## Dataset rows

____________________

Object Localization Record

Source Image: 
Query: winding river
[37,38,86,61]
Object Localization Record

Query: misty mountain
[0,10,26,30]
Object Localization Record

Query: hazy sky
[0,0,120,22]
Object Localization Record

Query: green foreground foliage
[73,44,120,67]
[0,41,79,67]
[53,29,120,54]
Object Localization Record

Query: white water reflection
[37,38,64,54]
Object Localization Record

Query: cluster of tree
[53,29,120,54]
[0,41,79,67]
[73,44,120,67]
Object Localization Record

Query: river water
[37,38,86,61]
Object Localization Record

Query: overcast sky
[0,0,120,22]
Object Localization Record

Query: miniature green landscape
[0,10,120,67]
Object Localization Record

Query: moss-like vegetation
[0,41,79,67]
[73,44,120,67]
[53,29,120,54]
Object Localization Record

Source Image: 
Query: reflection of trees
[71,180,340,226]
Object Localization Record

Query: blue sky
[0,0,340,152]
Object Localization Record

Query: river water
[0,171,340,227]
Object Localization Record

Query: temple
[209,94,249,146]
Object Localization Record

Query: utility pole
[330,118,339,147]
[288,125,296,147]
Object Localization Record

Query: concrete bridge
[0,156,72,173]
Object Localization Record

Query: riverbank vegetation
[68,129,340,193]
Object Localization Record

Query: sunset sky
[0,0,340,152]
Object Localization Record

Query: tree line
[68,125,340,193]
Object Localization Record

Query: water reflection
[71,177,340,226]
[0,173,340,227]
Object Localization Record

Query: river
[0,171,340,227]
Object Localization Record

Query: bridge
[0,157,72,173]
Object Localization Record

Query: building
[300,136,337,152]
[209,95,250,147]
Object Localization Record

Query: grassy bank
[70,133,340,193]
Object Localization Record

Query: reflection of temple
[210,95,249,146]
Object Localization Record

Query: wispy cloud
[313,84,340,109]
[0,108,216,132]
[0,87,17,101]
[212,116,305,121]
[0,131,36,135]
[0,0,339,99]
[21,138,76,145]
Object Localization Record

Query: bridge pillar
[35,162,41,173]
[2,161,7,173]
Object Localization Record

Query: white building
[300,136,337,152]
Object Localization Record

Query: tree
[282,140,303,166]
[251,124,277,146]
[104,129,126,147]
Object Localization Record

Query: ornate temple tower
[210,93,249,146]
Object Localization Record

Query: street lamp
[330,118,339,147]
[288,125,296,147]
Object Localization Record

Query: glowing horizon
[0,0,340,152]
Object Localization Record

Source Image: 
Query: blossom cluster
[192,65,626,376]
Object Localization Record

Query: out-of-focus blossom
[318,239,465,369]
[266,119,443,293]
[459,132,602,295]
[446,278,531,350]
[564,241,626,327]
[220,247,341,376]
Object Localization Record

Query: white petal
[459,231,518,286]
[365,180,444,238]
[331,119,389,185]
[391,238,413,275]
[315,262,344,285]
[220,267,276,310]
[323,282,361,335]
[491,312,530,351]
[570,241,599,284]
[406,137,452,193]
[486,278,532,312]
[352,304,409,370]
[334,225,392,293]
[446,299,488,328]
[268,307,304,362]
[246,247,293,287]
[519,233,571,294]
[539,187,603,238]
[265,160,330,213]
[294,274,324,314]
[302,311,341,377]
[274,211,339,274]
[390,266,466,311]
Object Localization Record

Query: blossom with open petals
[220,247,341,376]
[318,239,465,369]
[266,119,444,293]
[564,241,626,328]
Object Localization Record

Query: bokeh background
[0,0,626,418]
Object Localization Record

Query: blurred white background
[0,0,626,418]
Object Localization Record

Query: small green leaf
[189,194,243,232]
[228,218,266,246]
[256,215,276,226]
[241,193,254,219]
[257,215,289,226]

____________________

## WHAT YOU NEED TO DO
Provide an exact reproduction of all the entries shown above.

## EXERCISE OUTPUT
Object Localization Record

Source Image: 
Query: winding river
[37,38,86,61]
Object Localization Record

Query: misty mountain
[0,10,26,30]
Object Localization Record

Query: hazy sky
[0,0,120,22]
Object Localization Record

Query: green foreground foliage
[73,44,120,67]
[0,41,79,67]
[53,29,120,54]
Object Localization Record

Query: white water reflection
[37,38,64,54]
Object Localization Record

Query: cluster of tree
[53,29,120,54]
[0,41,79,67]
[73,44,120,67]
Object Localization Record

Query: river water
[37,38,86,61]
Object Localization Record

Query: overcast sky
[0,0,120,22]
Object Localization Record

Query: miniature green landscape
[0,10,120,67]
Object Localization Record

Query: moss-like vegetation
[0,41,79,67]
[73,44,120,67]
[53,29,120,54]
Object Localization Record

Source Image: 
Query: reflection of trees
[71,180,340,226]
Object Localization Record

Query: blue sky
[0,0,340,152]
Object Localization Record

Query: river water
[0,171,340,227]
Object Localization Record

Query: temple
[209,94,249,146]
Object Localization Record

Query: utility pole
[330,118,339,147]
[288,125,296,147]
Object Localization Record

Query: concrete bridge
[0,156,72,173]
Object Localization Record

Query: riverbank vegetation
[68,129,340,193]
Object Localization Record

Query: sunset sky
[0,0,340,152]
Object Localization Record

Query: tree line
[68,125,340,193]
Object Localization Record

Query: water reflection
[71,177,340,226]
[0,173,340,227]
Object Localization Record

Query: river
[0,171,340,227]
Object Localization Record

Query: bridge
[0,157,72,173]
Object Localization Record

Query: building
[300,136,337,152]
[209,95,250,147]
Object Localization Record

Query: grassy bank
[70,133,340,193]
Object Localization Record

Query: reflection of temple
[210,95,249,146]
Object Localization Record

Query: wispy cloud
[313,84,340,109]
[0,108,216,132]
[0,87,17,101]
[212,116,305,121]
[0,131,36,135]
[0,0,339,99]
[21,138,76,145]
Object Localization Record

Query: bridge pillar
[35,162,41,173]
[2,161,7,173]
Object Localization Record

Query: white building
[300,136,337,152]
Object Localization Record

Query: tree
[282,140,303,166]
[251,124,277,146]
[104,129,126,147]
Object Localization Record

Query: ornate temple tower
[210,93,249,146]
Object Localization Record

Query: street lamp
[330,118,339,147]
[288,125,296,147]
Object Localization Record

Query: glowing horizon
[0,0,340,152]
Object Localization Record

Source Image: 
Query: blossom cluster
[192,65,626,376]
Object Localization Record

Query: out-of-focus blossom
[318,239,465,369]
[266,119,443,293]
[459,132,602,295]
[446,278,531,350]
[564,241,626,327]
[220,247,341,376]
Object Localization Record

Query: white petal
[459,231,518,286]
[365,180,444,238]
[331,119,389,185]
[391,238,413,275]
[315,262,344,285]
[220,267,276,310]
[323,282,361,335]
[491,312,530,351]
[570,241,599,284]
[406,137,452,193]
[486,278,532,312]
[352,304,409,370]
[334,225,392,293]
[446,299,488,328]
[268,307,304,362]
[246,247,293,287]
[519,233,571,294]
[539,187,603,238]
[265,160,330,213]
[294,274,324,314]
[302,311,341,377]
[274,211,339,274]
[390,266,466,311]
Object Localization Record

Query: blossom with open petals
[220,247,341,376]
[318,239,465,369]
[266,119,444,293]
[564,241,626,328]
Object Localization Record

Query: bokeh background
[0,0,626,418]
Object Localization Record

Query: blurred white background
[0,0,626,418]
Object Localization Record

Query: small green leaf
[189,194,243,232]
[228,218,266,246]
[256,215,276,226]
[241,193,254,219]
[257,215,289,226]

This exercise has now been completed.